------ EXTRACTED MATERIAL ------

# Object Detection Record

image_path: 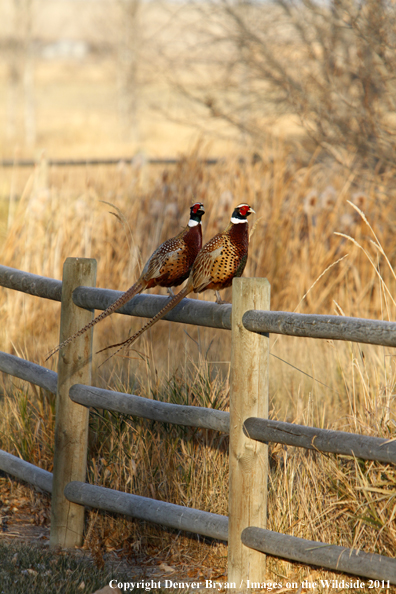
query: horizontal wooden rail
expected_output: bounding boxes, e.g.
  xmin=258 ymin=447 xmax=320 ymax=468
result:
xmin=241 ymin=527 xmax=396 ymax=580
xmin=0 ymin=351 xmax=58 ymax=394
xmin=0 ymin=450 xmax=52 ymax=493
xmin=64 ymin=481 xmax=228 ymax=541
xmin=0 ymin=265 xmax=232 ymax=330
xmin=244 ymin=417 xmax=396 ymax=464
xmin=69 ymin=384 xmax=230 ymax=433
xmin=0 ymin=265 xmax=62 ymax=301
xmin=242 ymin=310 xmax=396 ymax=347
xmin=0 ymin=155 xmax=220 ymax=167
xmin=73 ymin=287 xmax=232 ymax=330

------

WORK TO COMPLETE - Reproduce the rows above, putting "horizontal wooden beam" wherever "horizontal wooden rail" appears and keeping everything else the same. Leave the pictures out of your answer.

EXERCISE RESPONSE -
# Object Detection Record

image_path: 
query: horizontal wooden beam
expected_output: bounding boxes, e.g.
  xmin=258 ymin=447 xmax=320 ymax=468
result:
xmin=241 ymin=527 xmax=396 ymax=580
xmin=0 ymin=351 xmax=58 ymax=394
xmin=0 ymin=450 xmax=52 ymax=493
xmin=64 ymin=481 xmax=228 ymax=541
xmin=0 ymin=265 xmax=232 ymax=330
xmin=244 ymin=417 xmax=396 ymax=464
xmin=69 ymin=384 xmax=230 ymax=433
xmin=0 ymin=265 xmax=62 ymax=301
xmin=242 ymin=310 xmax=396 ymax=347
xmin=0 ymin=155 xmax=220 ymax=167
xmin=73 ymin=287 xmax=232 ymax=330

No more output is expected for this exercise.